§ BRONTEKST:
::::
Zelfs in een perfect aangepaste, prikkelarme omgeving blijven bepaalde neurologische verschillen bestaan. Executieve disfuncties (zoals moeite met starten of plannen bij ADHD) of een fundamenteel andere informatieverwerking verdwijnen niet magisch door een goede kantoorinrichting. Door de focus zo eenzijdig op de omgeving te leggen, schept het boek de illusie dat met de juiste “aanpassingen” elke beperking verdampt. Dit kan leiden tot onbegrip wanneer een werknemer, ondanks alle goede zorgen, toch vastloopt.
De Overbelaste Manager als Duizendpoot
In het deel “Hoe pak je het aan?” schetsen de auteurs het profiel van de neuro-inclusieve leider. Deze manager moet:
- Flexibel maatwerk leveren (job crafting).
- Psychologische veiligheid garandeert.
- Individuele gebruiksaanwijzingen (Teamhandleidingen) beheren.
- Conflicterende noden in het team (bv. ADHD’er wil prikkels, autist wil rust) harmoniseren.
::::
§ DE GEGEVENS:
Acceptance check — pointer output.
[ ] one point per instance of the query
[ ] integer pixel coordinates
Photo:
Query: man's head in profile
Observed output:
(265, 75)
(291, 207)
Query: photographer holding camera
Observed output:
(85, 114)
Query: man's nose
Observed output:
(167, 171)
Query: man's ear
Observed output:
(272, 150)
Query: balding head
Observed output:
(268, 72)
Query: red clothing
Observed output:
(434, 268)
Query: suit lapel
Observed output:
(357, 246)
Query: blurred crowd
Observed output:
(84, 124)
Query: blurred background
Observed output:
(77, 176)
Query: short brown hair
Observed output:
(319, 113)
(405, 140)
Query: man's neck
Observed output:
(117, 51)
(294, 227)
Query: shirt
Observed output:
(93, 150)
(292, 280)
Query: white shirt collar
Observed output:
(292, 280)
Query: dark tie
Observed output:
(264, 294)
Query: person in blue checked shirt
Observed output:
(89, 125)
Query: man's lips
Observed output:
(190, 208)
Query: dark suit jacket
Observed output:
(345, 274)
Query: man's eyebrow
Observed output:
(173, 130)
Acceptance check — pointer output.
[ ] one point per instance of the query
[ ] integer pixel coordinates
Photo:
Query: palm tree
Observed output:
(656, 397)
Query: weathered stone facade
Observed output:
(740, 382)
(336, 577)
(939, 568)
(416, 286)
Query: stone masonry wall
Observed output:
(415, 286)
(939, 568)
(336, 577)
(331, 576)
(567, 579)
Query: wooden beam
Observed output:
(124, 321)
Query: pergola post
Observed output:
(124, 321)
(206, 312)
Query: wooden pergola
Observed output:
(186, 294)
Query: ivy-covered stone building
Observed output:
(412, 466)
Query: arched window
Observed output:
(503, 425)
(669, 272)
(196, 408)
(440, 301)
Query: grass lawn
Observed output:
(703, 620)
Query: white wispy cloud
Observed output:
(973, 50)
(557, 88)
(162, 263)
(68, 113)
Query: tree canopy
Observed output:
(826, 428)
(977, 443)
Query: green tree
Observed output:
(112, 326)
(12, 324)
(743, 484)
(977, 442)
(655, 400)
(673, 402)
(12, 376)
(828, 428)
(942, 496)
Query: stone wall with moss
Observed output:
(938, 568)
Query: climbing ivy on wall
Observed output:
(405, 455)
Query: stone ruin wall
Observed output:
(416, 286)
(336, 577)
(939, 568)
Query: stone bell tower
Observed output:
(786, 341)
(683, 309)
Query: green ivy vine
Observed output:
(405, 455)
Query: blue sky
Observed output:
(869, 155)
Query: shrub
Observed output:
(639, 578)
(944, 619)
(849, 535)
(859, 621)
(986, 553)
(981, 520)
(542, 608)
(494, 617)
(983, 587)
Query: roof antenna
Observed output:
::::
§ DOEL OEFENING: Zet de brontekst over de neuro-inclusieve manager voort, aansluitend op de laatste regel.

§ RESULTAAT OEFENING:
Dit is dus een recept voor regelrechte burn-out bij het middenmanagement. Zeker als je weet dat teamleiders vaak al overbelast en operationeel overbevraagd zijn. Het boek legt een enorme, haast therapeutische verantwoordelijkheid bij de leidinggevende, zonder concreet antwoord te geven op de vraag hoe dit schaalbaar is. Bij momenten had ik bij het lezen van het boek zelfs de indruk dat de auteurs voor neurodivergente personen een toekomst op de beschermde arbeidsmarkt voor ogen hadden. Wat net het tegendeel zou moeten zijn. Het risico is dat neuro-inclusie afhankelijk wordt van de “welwillendheid” van die ene super-manager, in plaats van een systemische garantie.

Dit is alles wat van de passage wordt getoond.